◆ EXCERPTED RECORDS
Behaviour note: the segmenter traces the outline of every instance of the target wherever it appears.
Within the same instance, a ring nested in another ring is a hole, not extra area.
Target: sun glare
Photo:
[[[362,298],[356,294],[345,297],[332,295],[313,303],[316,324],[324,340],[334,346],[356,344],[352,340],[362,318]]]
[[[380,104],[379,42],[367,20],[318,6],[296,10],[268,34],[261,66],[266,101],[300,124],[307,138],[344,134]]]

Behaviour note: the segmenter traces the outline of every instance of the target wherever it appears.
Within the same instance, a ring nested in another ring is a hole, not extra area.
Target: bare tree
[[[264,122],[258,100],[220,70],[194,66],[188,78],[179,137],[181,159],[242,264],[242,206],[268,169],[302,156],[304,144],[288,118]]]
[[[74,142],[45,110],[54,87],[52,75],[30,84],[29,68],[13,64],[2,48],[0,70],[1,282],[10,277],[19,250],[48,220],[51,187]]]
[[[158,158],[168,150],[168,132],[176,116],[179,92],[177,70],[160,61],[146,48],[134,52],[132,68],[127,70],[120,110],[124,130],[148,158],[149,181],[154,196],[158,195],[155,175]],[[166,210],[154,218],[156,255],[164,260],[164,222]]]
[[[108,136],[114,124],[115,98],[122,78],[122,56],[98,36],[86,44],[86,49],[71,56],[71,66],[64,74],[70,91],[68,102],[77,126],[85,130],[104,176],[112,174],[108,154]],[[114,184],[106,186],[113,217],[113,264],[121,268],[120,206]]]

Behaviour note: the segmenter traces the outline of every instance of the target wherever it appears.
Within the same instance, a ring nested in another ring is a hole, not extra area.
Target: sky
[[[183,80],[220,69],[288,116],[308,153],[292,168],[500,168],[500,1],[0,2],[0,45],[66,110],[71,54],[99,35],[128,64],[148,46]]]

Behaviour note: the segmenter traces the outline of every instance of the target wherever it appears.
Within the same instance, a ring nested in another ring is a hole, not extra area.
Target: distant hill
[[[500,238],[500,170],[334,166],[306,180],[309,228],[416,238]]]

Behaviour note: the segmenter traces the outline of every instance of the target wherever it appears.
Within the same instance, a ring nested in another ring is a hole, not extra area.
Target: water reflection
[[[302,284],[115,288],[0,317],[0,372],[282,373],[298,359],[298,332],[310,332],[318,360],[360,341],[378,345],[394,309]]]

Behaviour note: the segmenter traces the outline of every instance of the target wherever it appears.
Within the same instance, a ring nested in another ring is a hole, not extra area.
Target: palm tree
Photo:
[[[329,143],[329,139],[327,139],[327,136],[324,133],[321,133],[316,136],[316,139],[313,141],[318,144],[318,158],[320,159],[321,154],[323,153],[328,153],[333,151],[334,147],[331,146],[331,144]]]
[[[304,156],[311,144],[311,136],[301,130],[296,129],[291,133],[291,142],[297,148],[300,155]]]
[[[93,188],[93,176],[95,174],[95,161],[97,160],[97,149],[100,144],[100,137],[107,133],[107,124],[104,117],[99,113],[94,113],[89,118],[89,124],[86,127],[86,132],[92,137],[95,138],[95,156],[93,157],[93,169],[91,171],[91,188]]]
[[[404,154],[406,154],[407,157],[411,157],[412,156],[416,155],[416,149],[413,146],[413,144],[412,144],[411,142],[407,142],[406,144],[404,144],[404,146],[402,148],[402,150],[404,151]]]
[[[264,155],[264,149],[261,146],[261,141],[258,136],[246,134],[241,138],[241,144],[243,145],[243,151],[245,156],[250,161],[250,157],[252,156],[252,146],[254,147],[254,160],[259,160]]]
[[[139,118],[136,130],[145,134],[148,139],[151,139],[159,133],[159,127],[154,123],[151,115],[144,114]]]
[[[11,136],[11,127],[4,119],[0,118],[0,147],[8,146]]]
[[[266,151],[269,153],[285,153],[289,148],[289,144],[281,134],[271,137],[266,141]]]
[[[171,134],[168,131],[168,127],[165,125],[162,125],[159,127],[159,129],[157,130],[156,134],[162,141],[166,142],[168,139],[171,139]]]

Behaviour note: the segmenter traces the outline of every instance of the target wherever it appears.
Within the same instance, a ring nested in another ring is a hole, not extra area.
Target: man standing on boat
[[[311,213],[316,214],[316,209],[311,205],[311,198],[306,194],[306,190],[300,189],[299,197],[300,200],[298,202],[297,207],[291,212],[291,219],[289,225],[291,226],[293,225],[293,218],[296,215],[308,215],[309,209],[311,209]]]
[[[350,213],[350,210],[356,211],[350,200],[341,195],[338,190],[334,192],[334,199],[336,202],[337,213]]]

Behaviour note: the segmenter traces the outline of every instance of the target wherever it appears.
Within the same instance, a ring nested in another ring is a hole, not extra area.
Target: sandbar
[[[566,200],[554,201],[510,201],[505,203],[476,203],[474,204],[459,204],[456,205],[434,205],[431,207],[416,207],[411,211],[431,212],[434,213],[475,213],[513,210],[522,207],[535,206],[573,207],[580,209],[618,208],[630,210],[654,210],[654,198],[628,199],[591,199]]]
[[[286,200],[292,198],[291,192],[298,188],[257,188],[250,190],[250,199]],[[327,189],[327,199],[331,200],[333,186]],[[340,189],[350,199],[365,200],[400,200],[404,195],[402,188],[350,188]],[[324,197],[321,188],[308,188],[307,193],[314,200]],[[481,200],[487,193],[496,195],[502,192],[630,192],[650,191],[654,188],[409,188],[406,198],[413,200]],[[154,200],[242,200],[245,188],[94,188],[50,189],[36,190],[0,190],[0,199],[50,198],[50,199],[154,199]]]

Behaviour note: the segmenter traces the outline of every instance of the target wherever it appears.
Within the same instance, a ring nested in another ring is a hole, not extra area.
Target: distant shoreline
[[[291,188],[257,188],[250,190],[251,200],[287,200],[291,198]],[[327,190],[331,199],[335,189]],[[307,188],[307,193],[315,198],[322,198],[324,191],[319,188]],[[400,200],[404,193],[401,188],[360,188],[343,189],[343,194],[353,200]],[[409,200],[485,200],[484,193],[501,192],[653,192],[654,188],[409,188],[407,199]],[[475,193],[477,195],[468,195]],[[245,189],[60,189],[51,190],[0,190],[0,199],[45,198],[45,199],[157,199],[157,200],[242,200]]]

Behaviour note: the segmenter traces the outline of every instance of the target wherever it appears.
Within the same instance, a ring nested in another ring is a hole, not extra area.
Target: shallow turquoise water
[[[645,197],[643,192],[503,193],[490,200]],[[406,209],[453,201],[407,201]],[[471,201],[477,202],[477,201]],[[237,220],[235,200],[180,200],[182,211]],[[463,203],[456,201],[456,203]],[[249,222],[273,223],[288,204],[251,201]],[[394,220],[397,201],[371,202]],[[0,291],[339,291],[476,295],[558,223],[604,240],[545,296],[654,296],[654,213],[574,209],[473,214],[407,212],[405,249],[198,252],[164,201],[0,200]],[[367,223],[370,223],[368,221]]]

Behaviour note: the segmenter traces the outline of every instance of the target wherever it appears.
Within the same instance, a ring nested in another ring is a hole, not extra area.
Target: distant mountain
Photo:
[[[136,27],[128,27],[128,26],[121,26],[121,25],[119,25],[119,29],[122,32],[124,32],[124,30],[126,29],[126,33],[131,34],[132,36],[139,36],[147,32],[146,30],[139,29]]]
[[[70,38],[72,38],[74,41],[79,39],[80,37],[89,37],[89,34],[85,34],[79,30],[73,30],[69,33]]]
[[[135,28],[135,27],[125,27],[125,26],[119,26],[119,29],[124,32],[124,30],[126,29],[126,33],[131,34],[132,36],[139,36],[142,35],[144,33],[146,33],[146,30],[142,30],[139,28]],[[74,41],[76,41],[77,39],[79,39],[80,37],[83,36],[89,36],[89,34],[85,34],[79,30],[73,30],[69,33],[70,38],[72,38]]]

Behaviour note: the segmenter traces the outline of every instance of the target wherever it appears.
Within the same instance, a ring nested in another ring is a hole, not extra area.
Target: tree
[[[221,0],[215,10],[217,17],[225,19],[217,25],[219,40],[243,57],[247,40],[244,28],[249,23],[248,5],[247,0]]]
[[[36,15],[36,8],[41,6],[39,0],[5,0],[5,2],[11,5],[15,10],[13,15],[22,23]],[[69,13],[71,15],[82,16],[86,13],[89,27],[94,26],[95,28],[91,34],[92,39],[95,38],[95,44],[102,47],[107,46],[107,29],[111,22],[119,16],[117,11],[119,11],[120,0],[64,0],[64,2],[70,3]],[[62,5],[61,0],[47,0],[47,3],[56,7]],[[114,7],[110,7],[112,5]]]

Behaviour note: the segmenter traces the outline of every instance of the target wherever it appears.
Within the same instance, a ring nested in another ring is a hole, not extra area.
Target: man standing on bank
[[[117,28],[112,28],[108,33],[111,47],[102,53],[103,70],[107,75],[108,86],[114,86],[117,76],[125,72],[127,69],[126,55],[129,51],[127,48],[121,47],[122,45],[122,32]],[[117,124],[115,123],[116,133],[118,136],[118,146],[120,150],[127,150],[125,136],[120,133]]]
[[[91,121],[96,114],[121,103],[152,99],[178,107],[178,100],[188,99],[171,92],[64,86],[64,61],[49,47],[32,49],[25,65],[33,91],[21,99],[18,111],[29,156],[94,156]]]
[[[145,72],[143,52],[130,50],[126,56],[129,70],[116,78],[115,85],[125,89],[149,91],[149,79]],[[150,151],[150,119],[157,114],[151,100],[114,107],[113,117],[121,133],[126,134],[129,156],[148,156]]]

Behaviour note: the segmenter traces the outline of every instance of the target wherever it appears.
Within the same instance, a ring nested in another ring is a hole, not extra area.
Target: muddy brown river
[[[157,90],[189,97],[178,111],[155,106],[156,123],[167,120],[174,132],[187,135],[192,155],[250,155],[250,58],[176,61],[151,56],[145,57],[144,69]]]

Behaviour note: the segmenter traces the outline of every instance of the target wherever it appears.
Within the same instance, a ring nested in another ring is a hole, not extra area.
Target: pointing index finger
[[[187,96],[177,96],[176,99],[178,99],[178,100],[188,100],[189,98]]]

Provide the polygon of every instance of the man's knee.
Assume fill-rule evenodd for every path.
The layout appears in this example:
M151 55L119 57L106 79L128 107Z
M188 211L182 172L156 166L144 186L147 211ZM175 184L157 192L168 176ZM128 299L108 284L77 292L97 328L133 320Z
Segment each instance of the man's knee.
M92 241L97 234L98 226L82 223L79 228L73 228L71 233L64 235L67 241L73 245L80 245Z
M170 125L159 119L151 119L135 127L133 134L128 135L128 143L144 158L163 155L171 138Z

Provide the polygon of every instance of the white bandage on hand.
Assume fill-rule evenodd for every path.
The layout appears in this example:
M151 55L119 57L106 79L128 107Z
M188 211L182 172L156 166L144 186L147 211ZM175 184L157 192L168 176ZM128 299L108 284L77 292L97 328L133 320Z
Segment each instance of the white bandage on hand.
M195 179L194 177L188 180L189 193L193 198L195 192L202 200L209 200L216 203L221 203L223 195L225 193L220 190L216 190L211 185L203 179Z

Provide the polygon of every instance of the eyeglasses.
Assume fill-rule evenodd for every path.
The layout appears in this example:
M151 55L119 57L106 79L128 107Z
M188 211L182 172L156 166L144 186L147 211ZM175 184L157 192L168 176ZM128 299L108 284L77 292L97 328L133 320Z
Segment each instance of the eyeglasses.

◆ REQUIRED WORK
Everything from the line containing "Provide the polygon of every instance of the eyeglasses." to the end of the data above should be quoted exactly, please, both ends included, and nothing outside that span.

◆ RESPONSE BELOW
Provide the polygon of every instance of the eyeglasses.
Assume fill-rule evenodd for every path.
The layout appears in this example:
M151 55L119 57L106 79L128 107Z
M188 211L182 172L156 166L144 186L147 211ZM175 184L157 192L168 176ZM128 299L108 284L77 292L97 328L133 320Z
Segment each instance of the eyeglasses.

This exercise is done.